- **YOUR INSTRUCTIONS**: Would you please output all the records exactly as given? Pictures should not appear in the copy.

Natural language region descriptions
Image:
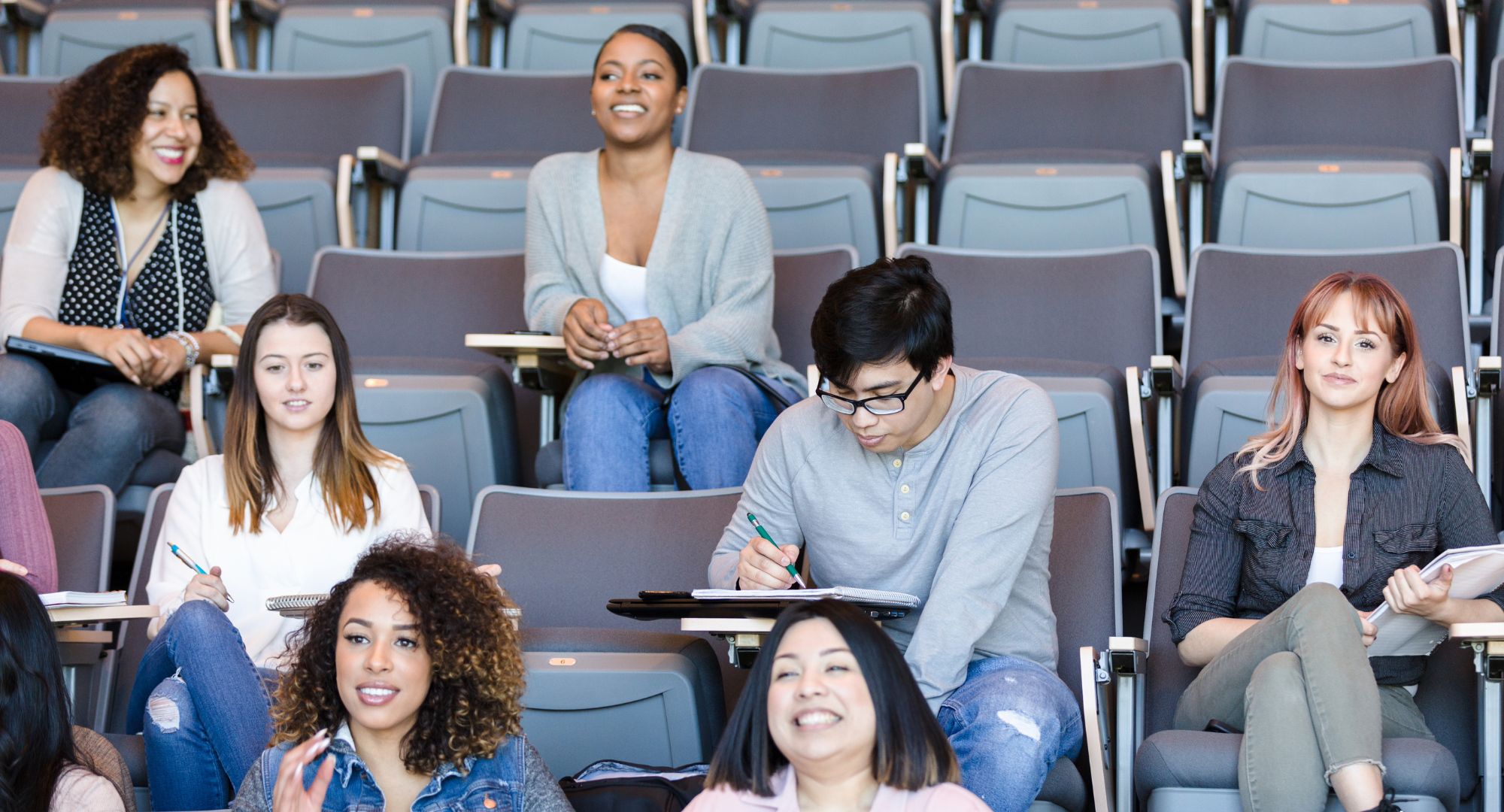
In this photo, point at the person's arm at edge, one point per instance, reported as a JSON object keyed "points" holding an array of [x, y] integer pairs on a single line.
{"points": [[548, 291], [1201, 622], [742, 315], [989, 544], [766, 494]]}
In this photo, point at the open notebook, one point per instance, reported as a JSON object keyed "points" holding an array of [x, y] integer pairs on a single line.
{"points": [[840, 593], [1476, 571]]}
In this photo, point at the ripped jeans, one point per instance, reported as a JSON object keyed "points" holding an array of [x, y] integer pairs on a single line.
{"points": [[204, 706], [1300, 686], [1010, 723]]}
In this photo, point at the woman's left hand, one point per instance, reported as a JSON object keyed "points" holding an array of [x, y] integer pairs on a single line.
{"points": [[169, 359], [1410, 595], [643, 344]]}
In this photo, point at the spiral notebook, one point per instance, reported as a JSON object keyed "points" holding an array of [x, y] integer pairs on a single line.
{"points": [[840, 593]]}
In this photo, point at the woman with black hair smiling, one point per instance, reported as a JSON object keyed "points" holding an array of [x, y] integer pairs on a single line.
{"points": [[656, 267], [136, 226], [832, 720], [411, 677]]}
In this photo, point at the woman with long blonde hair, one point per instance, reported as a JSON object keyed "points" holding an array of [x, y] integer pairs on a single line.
{"points": [[297, 497], [1308, 530]]}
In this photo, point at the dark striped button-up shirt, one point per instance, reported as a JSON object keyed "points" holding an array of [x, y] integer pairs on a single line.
{"points": [[1252, 550]]}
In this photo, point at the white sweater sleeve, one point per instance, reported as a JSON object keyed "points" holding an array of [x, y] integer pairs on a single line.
{"points": [[37, 250], [240, 256]]}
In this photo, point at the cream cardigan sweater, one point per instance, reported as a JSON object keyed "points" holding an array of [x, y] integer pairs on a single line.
{"points": [[711, 271]]}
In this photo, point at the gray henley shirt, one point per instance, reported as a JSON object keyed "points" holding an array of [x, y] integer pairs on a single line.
{"points": [[962, 521]]}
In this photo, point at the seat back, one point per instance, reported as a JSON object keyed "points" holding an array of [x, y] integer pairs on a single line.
{"points": [[296, 127], [133, 634], [1142, 108], [1412, 105], [861, 112], [801, 279], [566, 554], [1240, 308], [26, 102], [1166, 677], [83, 535], [482, 111]]}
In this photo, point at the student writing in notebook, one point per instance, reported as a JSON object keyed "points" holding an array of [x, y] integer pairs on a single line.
{"points": [[297, 497], [918, 476], [404, 692], [1305, 532]]}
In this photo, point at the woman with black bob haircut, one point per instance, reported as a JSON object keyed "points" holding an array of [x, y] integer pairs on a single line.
{"points": [[410, 676], [41, 768], [656, 268], [832, 720], [121, 246]]}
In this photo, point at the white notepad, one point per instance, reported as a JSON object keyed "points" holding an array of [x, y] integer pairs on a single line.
{"points": [[1476, 571], [840, 593], [67, 601]]}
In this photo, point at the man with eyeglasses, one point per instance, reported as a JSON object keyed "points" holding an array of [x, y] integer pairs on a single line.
{"points": [[917, 476]]}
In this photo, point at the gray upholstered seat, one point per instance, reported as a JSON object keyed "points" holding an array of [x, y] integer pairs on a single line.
{"points": [[423, 396], [1193, 771], [1061, 159], [1333, 157], [1240, 309], [468, 190], [820, 171], [26, 102], [1072, 323], [296, 127]]}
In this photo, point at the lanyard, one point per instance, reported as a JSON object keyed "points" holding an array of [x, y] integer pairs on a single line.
{"points": [[126, 268]]}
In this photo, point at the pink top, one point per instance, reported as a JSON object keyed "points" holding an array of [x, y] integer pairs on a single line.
{"points": [[942, 798], [25, 535], [83, 792]]}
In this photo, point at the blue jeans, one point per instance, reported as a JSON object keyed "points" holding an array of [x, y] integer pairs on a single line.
{"points": [[205, 709], [1008, 726], [102, 437], [715, 420]]}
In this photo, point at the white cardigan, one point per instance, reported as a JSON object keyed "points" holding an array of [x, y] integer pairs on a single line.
{"points": [[312, 556], [46, 229]]}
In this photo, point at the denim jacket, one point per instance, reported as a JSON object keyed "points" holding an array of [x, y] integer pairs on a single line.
{"points": [[490, 784]]}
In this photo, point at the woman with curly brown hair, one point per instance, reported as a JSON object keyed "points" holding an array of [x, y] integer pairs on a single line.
{"points": [[419, 674], [121, 244]]}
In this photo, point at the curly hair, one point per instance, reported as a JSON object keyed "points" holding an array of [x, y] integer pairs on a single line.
{"points": [[97, 121], [475, 698]]}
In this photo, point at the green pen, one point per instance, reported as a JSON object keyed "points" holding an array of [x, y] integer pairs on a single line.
{"points": [[769, 539]]}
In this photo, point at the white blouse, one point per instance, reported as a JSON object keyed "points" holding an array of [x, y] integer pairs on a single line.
{"points": [[626, 286], [312, 556], [46, 231]]}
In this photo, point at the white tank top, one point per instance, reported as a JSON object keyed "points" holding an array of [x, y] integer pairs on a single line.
{"points": [[1326, 568], [626, 286]]}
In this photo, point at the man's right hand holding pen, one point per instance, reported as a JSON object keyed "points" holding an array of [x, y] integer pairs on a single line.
{"points": [[766, 566]]}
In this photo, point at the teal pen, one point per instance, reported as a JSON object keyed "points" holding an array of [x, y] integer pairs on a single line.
{"points": [[195, 566], [769, 539]]}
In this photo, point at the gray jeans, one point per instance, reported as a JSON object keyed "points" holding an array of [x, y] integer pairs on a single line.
{"points": [[1300, 688]]}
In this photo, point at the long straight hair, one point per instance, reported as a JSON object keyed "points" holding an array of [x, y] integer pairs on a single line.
{"points": [[37, 739], [344, 458], [911, 753], [1402, 408]]}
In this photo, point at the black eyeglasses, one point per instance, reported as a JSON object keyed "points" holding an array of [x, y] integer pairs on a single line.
{"points": [[881, 407]]}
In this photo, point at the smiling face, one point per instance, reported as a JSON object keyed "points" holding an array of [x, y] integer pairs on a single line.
{"points": [[296, 377], [1345, 362], [819, 707], [635, 94], [924, 408], [381, 664], [171, 136]]}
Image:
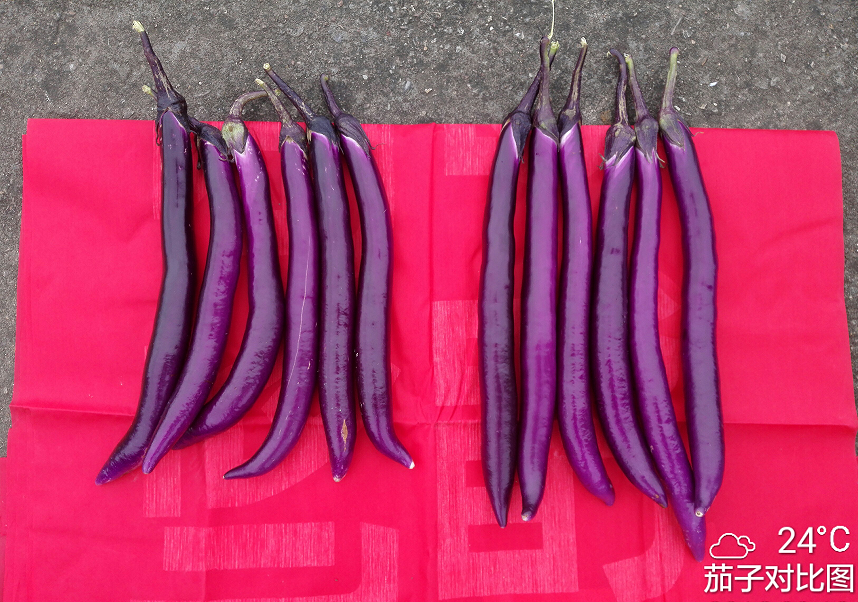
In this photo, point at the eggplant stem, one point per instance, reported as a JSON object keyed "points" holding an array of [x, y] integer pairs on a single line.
{"points": [[551, 33], [620, 108], [335, 109], [284, 115], [574, 99], [543, 115], [238, 105], [306, 112], [162, 82], [640, 106], [667, 99], [527, 100]]}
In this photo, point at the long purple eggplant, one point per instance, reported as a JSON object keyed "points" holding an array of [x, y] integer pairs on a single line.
{"points": [[301, 344], [699, 355], [336, 353], [496, 327], [609, 336], [168, 345], [539, 300], [264, 330], [650, 378], [372, 338], [574, 407], [214, 306]]}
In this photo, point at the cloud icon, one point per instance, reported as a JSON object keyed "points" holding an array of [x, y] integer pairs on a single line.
{"points": [[732, 546]]}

- **EXERCISE ANSWER**:
Image:
In this photo, point at the person's arm at edge, one point per instance, reported as a JSON object keyed "points" holding an array of [x, y] integer pairs on a single line.
{"points": [[548, 291], [1201, 622], [742, 315], [989, 544], [766, 494]]}
In this photo, point at the open notebook, one point per instance, reported as a JSON object keyed "points" holding an array of [x, y] integer pairs on a single line.
{"points": [[840, 593], [1476, 571]]}
In this photo, point at the ripped jeans, one point per instance, reported as a JSON object keyed "points" holding an array of [x, y] integer pairs on a single line.
{"points": [[204, 706], [1300, 686], [1010, 723]]}
In this photo, point at the woman's left hand, one point per instance, reported as a JSON object keyed "points" holding an array of [x, y] integer pairs on a single line.
{"points": [[169, 359], [1410, 595], [643, 344]]}
In this photo, point at the spiral notebook, one point per instance, reported as a JSON object keyed "points" holding an array of [x, y] integer pairs on a single line.
{"points": [[840, 593]]}
In this photo, point at the woman with black hair smiling, one point per instance, reported as a JSON object keyed "points" holding an array of [x, y] integer pairs on a single line.
{"points": [[656, 267], [136, 226], [832, 720], [411, 677]]}
In this photo, point at the woman with long blonde hair, one point per instance, reported as a JSON object keyed "points" holding an array of [x, y] integer pairs on a single line.
{"points": [[297, 497], [1308, 530]]}
In this photo, point at the dark striped button-up shirt, one point per instance, reported as a JSON object keyed "points" holding an array of [x, y] integer pairs on a single line.
{"points": [[1252, 550]]}
In this photo, point at the white sweater sleeve, one point per instance, reported as a JSON object keyed "points" holding an array of [x, y] integer pairs on a single line.
{"points": [[37, 250], [240, 256]]}
In this photo, point at the cream cardigan sweater, one point per instance, reported as a JSON object keyed "points" holding an array of [x, y] integer pairs on a single line.
{"points": [[711, 271]]}
In this photo, point at the gray henley shirt, one point per instance, reported as a JSON object keyed "points" holding an array of [x, y] integer pairs on a single line.
{"points": [[962, 521]]}
In this photo, point at the seat back, one point per instance, reported as a JSON object keyed "points" holding an array of [x, y] integer pairs on a single line.
{"points": [[296, 127], [133, 634], [1142, 108], [1412, 105], [861, 112], [801, 279], [566, 554], [1240, 308], [26, 102], [1166, 677], [83, 535], [482, 111]]}
In this photo, point at the student writing in notebook, one point per instance, reported as a JSON object keyed "points" holding an array of [x, y] integer pairs on a single line.
{"points": [[297, 497], [918, 476], [404, 692], [1305, 532]]}
In this photo, point at the woman with black bob haircut, one point per instance, reported as a JSON object keyed "points" holding an array of [x, y] integer pairs on a single line.
{"points": [[410, 676], [41, 768], [656, 268], [832, 720], [121, 246]]}
In this photo, point at the white notepad, one point per instance, reported as a JSON object keyed "points" holding an array of [x, y] integer pairs on a single line.
{"points": [[1476, 571], [840, 593], [67, 601]]}
In this photo, point at the man with eyeglasses, one point per instance, reported as a JSON object keyed "points" holding an array of [x, y] integer pairs on a single line.
{"points": [[917, 476]]}
In this photo, point at the gray upholstered seat, one point per instance, reported as a JSON object keyed "points" holding an array of [x, y] integer pairs on a single line.
{"points": [[423, 396], [1193, 771], [1061, 159], [1333, 157], [1240, 309], [468, 190], [820, 171], [26, 102], [1072, 323], [296, 127]]}
In this photo, point at the lanyard, one point per instance, reported as a JSON object keyed "points" holding an array of [x, y] integer pairs on a single line.
{"points": [[126, 268]]}
In this photo, point at the pink top, one point per instance, reported as a JSON object keyed "points" holding an array of [x, y] integer pairs on a single line.
{"points": [[942, 798], [25, 535], [83, 792]]}
In this photo, point at the blue jeans, one point per instance, reported as a JSON object keyed "points" holding an array of [x, y] integer pairs on a single line.
{"points": [[205, 709], [1008, 726], [102, 437], [715, 420]]}
In this photo, point at the white cardigan, one point per instance, reported as a JSON object keyed "points" holding an array of [x, y] integer pairs on a single line.
{"points": [[312, 556], [46, 229]]}
In this photo, point at the denim jacket, one point per instance, reported as a JSON object keyed "points" holding an array of [x, y] integer pairs on a single line.
{"points": [[490, 784]]}
In this photo, point at the woman with curly brown hair, one point per instance, reported as a JSON object keyed "points" holding an array of [x, y] integer pairs on a single line.
{"points": [[419, 674], [121, 244]]}
In this photo, point at the curly hair, one point per instance, reported as a JSON object keyed "points" holding an array of [x, y] integer pairs on a single line.
{"points": [[97, 121], [475, 698]]}
In this photo, point at the green pen, one point per instance, reported as a JSON object keyed "points" holding an array of [x, y] integer pairs on a single line.
{"points": [[769, 539]]}
In this photo, point at the white blouse, one point per instance, reported as a JSON object keyed "points" holding an array of [x, y] integer pairs on a single line.
{"points": [[626, 286], [312, 556], [46, 231]]}
In this photo, point at the white tank top, one point per instance, reported as a JSON object keyed "points" holding an array of [x, y] integer pairs on a single line.
{"points": [[1326, 568], [626, 286]]}
In this photo, point at the man's right hand holding pen, one point per instance, reported as a JSON object keyed "points" holding an array of [x, y] integer pairs on a single line.
{"points": [[766, 566]]}
In this photo, point at the teal pen, one point per instance, reported as a JSON object keyed "points" holding an array of [x, y] integer pairs on a single line.
{"points": [[195, 566], [769, 539]]}
In this photo, point at the gray jeans, one point per instance, reported as a JSON object keyed "points" holding an array of [x, y] integer pairs on a single line.
{"points": [[1300, 688]]}
In this photo, point at the long straight hair, one point per instance, reported as a JSON object keyed "points" holding an array of [x, y] integer pairs on a single line.
{"points": [[37, 739], [344, 458], [911, 753], [1402, 408]]}
In this photo, point at the black eyeglasses, one point per instance, reported as a JSON object keyed "points" holding an array of [x, y] integer pairs on a single line.
{"points": [[881, 407]]}
In this photo, point at the smiling face, one point per instance, reported as a JSON object keyed "points" holding an array of [x, y] integer pairs on a single line.
{"points": [[296, 377], [1345, 362], [819, 707], [635, 94], [924, 408], [381, 664], [171, 136]]}
Image:
In this photo, point at the eggplant stem, one point per instance, reported as a JSON object keyed "points" holding an array of [x, y] integer pairs on a single line.
{"points": [[551, 33], [620, 108], [335, 109], [284, 115], [574, 99], [543, 115], [238, 105], [306, 112], [162, 82], [640, 106], [667, 99], [527, 100]]}
In this photo, point at the long purple eggplant, one point per instance, reported as a JSON object keyed "points" holding an array of [x, y] integer pairs on a single line.
{"points": [[301, 344], [699, 355], [336, 353], [496, 327], [609, 336], [168, 345], [539, 300], [264, 330], [650, 378], [372, 338], [574, 407], [214, 306]]}
In this photo, point at the cloud icon, one point per instance, reported as a JSON object keyed "points" holding an array of [x, y] integer pairs on a single line.
{"points": [[732, 546]]}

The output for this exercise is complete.